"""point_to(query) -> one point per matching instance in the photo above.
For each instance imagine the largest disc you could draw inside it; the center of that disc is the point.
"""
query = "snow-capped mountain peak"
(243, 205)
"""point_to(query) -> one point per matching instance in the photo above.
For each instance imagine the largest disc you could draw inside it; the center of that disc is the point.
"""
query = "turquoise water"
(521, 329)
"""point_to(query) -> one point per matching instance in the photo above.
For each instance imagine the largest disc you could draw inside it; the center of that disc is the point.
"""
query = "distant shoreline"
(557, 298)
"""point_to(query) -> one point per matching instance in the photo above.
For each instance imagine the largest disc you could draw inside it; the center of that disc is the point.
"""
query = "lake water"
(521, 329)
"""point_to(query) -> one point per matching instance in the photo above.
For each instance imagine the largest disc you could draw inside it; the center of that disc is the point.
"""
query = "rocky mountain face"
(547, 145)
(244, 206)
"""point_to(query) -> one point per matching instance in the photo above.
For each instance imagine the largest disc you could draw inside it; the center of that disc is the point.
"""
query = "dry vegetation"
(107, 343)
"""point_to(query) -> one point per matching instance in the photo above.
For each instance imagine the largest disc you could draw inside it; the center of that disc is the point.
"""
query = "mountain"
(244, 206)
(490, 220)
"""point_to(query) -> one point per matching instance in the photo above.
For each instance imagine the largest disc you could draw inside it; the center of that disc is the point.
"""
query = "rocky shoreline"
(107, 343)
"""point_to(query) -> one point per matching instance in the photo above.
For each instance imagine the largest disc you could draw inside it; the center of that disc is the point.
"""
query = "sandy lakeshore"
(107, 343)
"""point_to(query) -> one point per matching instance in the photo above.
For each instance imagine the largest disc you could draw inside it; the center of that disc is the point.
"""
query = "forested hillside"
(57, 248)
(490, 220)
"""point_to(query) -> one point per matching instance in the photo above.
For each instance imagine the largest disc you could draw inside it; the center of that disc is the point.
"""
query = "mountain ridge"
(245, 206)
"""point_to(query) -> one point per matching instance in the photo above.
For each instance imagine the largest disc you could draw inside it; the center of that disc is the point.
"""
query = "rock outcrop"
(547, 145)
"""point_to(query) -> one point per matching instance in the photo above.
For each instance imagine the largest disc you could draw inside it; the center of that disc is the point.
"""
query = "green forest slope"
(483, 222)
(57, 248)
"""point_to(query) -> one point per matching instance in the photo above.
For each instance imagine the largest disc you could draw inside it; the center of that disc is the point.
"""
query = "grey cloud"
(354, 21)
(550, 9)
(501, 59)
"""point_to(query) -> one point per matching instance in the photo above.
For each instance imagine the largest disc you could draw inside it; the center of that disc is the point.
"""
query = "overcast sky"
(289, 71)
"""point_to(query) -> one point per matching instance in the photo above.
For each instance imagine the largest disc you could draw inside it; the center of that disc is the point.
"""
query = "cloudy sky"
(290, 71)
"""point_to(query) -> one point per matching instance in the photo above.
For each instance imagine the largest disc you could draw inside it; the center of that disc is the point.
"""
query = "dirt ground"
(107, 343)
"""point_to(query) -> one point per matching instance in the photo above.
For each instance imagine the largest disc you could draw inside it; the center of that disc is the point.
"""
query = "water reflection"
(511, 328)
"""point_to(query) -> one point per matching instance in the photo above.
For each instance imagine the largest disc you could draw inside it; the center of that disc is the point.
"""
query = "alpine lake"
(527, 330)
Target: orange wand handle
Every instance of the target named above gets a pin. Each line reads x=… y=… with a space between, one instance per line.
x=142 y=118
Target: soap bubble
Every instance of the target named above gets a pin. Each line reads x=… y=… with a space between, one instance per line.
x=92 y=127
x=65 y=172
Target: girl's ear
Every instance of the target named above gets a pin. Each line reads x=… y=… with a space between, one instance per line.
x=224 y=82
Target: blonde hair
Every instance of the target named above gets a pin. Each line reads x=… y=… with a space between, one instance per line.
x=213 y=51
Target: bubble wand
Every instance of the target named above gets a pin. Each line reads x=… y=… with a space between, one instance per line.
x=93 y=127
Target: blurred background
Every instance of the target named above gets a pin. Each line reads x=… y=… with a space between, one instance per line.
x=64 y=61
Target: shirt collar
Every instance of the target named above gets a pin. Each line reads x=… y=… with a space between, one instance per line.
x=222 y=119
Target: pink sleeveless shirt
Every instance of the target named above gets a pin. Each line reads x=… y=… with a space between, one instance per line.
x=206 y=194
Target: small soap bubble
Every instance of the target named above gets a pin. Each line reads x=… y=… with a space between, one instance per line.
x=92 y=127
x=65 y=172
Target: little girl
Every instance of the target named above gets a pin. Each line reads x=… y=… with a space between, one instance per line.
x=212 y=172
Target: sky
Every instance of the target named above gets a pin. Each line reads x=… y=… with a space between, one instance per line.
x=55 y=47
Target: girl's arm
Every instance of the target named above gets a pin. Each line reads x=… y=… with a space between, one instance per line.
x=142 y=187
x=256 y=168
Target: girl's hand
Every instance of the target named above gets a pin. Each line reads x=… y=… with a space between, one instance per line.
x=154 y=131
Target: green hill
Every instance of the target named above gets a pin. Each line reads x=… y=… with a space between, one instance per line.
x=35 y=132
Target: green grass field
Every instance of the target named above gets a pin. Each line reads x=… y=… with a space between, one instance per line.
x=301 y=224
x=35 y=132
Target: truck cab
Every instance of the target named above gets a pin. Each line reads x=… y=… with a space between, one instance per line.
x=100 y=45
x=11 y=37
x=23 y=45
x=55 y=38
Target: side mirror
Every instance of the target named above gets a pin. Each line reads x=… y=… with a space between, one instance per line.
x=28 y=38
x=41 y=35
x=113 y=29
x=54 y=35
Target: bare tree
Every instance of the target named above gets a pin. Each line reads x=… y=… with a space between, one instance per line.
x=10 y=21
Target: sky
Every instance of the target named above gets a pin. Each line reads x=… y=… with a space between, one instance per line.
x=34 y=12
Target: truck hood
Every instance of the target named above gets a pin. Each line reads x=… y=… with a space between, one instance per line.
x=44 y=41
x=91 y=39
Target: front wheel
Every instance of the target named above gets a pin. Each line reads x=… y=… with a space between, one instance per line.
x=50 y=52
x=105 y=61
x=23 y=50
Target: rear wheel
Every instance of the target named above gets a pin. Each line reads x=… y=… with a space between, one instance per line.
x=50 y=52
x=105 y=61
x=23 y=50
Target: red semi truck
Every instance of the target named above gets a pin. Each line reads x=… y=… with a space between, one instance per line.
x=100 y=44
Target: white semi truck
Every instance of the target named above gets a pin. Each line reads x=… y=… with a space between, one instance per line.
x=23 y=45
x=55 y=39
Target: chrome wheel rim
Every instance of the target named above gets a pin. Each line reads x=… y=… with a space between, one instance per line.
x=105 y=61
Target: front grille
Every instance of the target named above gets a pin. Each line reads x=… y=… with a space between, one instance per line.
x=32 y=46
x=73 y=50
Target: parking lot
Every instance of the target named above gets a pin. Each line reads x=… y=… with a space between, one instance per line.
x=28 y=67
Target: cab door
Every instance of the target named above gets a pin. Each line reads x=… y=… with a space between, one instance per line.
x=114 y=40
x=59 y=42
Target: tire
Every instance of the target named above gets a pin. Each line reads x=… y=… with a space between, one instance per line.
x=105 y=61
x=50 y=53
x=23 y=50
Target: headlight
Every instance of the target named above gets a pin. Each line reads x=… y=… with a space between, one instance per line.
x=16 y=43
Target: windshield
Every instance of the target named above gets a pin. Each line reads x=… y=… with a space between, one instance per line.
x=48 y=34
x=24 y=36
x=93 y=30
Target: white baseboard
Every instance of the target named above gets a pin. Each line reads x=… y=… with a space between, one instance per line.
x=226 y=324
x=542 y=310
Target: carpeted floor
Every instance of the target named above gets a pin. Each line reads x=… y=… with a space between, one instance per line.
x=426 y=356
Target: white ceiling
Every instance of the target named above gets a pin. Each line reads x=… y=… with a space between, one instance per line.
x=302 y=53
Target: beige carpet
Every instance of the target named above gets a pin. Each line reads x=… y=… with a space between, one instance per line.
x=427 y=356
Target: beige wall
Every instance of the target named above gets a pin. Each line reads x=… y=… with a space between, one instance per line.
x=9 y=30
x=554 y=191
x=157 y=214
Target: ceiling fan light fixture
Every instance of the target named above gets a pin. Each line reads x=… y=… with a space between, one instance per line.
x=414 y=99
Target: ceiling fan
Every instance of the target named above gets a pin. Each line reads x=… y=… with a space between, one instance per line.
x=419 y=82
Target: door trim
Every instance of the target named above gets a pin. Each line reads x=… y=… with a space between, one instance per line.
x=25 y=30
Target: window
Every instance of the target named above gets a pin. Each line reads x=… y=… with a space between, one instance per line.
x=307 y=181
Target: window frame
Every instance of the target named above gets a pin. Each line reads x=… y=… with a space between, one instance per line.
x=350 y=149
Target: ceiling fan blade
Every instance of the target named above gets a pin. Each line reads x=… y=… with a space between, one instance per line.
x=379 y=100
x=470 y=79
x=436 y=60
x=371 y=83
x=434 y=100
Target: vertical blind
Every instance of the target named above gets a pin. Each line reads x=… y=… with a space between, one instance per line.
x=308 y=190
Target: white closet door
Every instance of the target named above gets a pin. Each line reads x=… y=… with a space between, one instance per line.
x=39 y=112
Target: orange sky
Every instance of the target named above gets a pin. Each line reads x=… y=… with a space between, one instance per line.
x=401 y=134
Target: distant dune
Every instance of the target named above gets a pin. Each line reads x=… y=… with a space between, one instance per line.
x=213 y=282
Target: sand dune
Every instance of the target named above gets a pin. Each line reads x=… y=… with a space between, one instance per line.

|---|

Your goal: How many lines in the records above contain the word "door"? Answer with the number only.

Answer space: 3